(Document section begins)
Nvidia (NVDA) - Get Report has not been spared these troublesome times, with its valuation falling by more than 30% this past month. However, this is a very high-quality company with strong cash flows that has right now been put on sale. Looking ahead, there are plenty of reasons to be bullish on this investment. Here's why:
Very Well-Positioned Operations
Over the next several months or possibly longer, as the world adapts to extraordinary times with increased working from home, more screen time, and more e-gaming, the demand for high-performance laptops is going to soar.
However, picking out the biggest winners will be very challenging as investors have already priced the likely winners higher. But arguably, a more realistic and rewarding approach to take is to broaden one’s investment horizon.
Looking out to the next two years, stocks are very likely to be trading higher than they are at present. Indeed, today’s prices may not be the absolute bottom of this downturn, but the point of investing is not to time the bottom: it's to buy low and sell higher.
Admittedly, there’s plenty of uncertainty of how coronavirus will impact the global economy and stocks are going to continue to be highly volatile with investors being driven by emotions rather than facts. Amidst all this, Nvidia is a stand-out high-quality company that is worth considering.
Highly Profitable Enterprise
As Nvidia increases its exposure to value-added products and software services, its GAAP gross margins continuing to expand over time. Specifically, over the past four years, its GAAP gross margin has gone from 58.8% to 62.0%.
Furthermore, especially impressive is that Nvidia’s fastest-growing segment, its datacenter segment, is a higher margin contributor to the companies gross margin, particularly when compared with its gaming segment.
Presently, Nvidia’s gaming segment still commands approximately 50% of its total revenues. However, datacenter revenues are rapidly picking up momentum and as of the most recent quarter, the group now generates close to a 30% of Nvidia’s total revenue, with sequential figures reporting an increase of 33%.
Valuation - Large Margin of Safety
A mistake many investors make is believing that the management of some companies is great when they're really average with no real skin in the game.
The same can not be said here: Nvidia’s CEO Jen-Hsun Huang has expertly lead Nvidia and grown it into a formidable enterprise, and yet he still owns approximately 3.9% of the company, thus firmly aligning his interest with shareholders.
With close to $4 billion of company stock, shareholders are getting a highly motivated founder and experienced CEO to navigate the company through these uncertain times, ready to capitalize on high return on investment opportunities.
Compared with the past four years, Nvidia’s exposure to high-margin software revenue has gone from less than half to more than half. Similarly, its leveraged operating business model has seen its non-GAAP gross margins expand from 22% in fiscal 2017 to 38% in fiscal 2020.
Consequently, Nvidia’s total revenues are estimated to grow approximately 20% to 22% in fiscal 2021 (calendar year 2020). This means that investors are paying less than 27 times trailing cash flows from operations for a company that is incredibly well-positioned to benefit over the next two, three, and five years ahead, and one that is continuously diversifying its operations.
The Bottom Line
Nvidia’s near-term results are likely to have some pluses and minuses. However, when we start to see the actual impact of the coronavirus, the bad news will be out, and the uncertainty lifted. Looking further out than the next twelve months, Nvidia’s valuation today is cheaply valued.
(Document section ends)
(Supplied entries begins)
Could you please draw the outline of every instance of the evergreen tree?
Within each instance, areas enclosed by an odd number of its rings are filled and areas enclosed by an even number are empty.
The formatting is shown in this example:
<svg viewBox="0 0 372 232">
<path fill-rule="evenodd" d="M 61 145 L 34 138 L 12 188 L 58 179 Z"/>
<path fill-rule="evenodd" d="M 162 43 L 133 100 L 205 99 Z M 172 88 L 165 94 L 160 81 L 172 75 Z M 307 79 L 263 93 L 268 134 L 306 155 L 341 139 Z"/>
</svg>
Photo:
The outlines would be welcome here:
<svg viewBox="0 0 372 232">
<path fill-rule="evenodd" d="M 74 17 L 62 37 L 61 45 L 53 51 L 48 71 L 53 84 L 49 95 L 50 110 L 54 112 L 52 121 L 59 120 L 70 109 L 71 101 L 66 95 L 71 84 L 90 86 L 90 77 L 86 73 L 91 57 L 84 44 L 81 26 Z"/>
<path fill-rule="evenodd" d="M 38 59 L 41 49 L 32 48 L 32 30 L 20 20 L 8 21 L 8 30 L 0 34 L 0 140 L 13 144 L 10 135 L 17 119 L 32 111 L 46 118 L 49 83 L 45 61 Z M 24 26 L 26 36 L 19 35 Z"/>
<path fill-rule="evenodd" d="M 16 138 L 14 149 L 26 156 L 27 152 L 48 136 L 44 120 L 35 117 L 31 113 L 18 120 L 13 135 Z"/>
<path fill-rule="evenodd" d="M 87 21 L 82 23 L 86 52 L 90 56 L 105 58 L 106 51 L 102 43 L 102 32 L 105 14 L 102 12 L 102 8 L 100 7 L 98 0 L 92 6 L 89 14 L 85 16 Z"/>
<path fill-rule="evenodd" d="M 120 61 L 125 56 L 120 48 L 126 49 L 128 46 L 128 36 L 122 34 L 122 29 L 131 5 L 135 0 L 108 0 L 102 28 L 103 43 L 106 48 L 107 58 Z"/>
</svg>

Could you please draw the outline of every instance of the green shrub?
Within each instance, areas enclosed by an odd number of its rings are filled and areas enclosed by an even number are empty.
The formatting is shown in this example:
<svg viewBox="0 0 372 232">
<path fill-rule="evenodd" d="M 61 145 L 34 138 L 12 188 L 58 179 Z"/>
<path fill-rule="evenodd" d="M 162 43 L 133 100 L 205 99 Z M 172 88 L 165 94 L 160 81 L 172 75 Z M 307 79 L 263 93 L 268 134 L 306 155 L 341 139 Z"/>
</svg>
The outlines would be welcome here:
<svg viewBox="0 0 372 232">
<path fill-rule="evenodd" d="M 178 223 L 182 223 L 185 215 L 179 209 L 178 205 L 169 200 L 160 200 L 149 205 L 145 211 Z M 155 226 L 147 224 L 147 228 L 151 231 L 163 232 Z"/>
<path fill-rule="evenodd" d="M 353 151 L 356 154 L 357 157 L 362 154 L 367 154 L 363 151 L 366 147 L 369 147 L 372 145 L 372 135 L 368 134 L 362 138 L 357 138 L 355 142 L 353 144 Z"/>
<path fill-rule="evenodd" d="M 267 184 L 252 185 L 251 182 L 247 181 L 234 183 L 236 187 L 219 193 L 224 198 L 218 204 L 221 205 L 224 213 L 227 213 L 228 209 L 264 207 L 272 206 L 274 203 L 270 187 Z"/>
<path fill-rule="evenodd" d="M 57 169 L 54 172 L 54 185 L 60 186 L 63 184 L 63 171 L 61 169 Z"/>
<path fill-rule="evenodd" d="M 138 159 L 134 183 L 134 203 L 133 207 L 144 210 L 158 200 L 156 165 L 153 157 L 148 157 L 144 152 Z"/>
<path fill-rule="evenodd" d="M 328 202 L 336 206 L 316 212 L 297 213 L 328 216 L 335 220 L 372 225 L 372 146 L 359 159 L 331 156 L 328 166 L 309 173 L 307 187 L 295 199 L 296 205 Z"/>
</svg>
(Supplied entries ends)
Translate this sentence from the article on Nvidia into Spanish: "Specifically, over the past four years, its GAAP gross margin has gone from 58.8% to 62.0%."

En concreto, en los últimos cuatro años, su margen bruto según los GAAP ha pasado del 58,8 % al 62,0 %.